**DATASET RECORDS**
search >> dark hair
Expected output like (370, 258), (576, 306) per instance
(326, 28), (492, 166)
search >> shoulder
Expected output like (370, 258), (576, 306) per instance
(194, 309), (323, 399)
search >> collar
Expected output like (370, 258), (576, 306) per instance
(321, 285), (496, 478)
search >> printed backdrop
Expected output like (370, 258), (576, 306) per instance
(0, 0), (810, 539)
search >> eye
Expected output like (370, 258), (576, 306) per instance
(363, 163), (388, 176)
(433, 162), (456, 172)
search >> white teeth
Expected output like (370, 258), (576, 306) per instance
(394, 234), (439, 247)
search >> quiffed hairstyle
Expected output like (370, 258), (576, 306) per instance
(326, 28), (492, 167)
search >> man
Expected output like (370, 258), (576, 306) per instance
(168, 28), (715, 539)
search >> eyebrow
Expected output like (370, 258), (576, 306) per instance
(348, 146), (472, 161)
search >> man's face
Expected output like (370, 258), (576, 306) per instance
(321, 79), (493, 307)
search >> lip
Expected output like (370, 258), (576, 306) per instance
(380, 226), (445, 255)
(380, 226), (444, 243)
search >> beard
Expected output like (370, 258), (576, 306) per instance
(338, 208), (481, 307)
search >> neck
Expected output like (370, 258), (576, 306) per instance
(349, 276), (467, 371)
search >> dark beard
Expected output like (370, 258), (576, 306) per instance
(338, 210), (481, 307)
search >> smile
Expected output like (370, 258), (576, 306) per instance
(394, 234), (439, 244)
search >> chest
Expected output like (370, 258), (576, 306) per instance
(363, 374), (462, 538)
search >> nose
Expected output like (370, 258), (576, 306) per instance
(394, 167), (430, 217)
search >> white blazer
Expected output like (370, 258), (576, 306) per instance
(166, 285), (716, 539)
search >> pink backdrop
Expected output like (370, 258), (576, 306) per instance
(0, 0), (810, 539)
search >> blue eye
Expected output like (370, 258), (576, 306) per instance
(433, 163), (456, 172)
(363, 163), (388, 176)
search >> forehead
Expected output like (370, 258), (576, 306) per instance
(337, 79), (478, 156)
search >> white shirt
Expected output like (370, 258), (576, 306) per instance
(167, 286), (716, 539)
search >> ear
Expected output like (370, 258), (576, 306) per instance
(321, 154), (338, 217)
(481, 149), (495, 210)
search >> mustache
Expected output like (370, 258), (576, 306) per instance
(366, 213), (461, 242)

**EXERCISE TASK**
Repeat, without any change, the part of the lines above that opens with the line containing "search >> man's face" and closes with the line containing "(394, 234), (439, 244)", including both of those lines.

**EXERCISE RESULT**
search >> man's face
Expected output like (370, 258), (576, 306) per instance
(321, 79), (493, 307)
search >> lip
Expected output like (370, 258), (576, 306) per instance
(380, 226), (445, 255)
(380, 226), (444, 243)
search >> beard
Expected output like (370, 258), (576, 306) per instance
(338, 208), (481, 307)
search >> neck
Expected output like (370, 258), (576, 306) per instance
(349, 276), (467, 371)
search >> dark beard
Expected output like (370, 258), (576, 306) per instance
(338, 210), (481, 307)
search >> smile
Expected output like (370, 258), (576, 306) per instance
(394, 234), (439, 244)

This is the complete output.